Reproduce every line of the records from the line containing "the green foliage." through the last line of the records, requests included. Scale each coordinate in the answers by 1.8, rounding to whole numbers with halves rounded up.

■ ■ ■ ■ ■

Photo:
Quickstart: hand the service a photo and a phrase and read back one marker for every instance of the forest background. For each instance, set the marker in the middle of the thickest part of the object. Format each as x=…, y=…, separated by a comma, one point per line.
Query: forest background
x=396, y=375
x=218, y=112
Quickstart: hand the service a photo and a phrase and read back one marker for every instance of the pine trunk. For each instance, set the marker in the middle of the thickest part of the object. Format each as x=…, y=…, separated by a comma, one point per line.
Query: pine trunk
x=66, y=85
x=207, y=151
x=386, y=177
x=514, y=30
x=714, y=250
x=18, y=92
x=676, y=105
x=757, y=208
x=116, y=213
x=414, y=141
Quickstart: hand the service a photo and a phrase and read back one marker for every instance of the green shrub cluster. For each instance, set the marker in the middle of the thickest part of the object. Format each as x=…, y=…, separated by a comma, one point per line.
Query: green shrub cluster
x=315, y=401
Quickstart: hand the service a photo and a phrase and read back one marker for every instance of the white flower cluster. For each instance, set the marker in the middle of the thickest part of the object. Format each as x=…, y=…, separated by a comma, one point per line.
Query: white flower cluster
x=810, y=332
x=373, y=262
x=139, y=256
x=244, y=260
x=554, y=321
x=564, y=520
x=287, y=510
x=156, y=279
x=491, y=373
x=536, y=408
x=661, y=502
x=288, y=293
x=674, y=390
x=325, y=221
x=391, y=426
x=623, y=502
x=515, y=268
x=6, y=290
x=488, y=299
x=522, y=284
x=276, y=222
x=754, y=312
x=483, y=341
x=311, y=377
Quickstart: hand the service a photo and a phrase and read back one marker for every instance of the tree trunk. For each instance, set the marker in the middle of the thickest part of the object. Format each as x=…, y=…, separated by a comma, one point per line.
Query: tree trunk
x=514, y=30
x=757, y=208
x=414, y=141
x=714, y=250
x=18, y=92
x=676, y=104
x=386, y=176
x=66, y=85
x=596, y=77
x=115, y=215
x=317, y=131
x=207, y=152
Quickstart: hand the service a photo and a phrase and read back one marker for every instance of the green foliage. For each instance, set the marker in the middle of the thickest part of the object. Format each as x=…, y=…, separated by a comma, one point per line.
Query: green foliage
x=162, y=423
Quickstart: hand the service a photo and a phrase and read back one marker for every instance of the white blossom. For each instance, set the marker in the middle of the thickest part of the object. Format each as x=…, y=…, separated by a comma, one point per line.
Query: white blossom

■ ■ ■ ■ ■

▶ _Result of the task_:
Quickstart: hand the service a photo and a phrase and read back one marker for every instance of the green foliage. For each instance, set the marker in the middle of the thickest part of the object. Format each as x=…, y=…, separated by a comma, one point per line.
Query: green foliage
x=292, y=761
Quickstart: hand the service a photo and a phrase and read back one marker for every instance of the white blossom. For each instance, set the marker in the middle of the thickest part of the object. Format each as x=…, y=…, separated by a comma, one point per line.
Query: white blossom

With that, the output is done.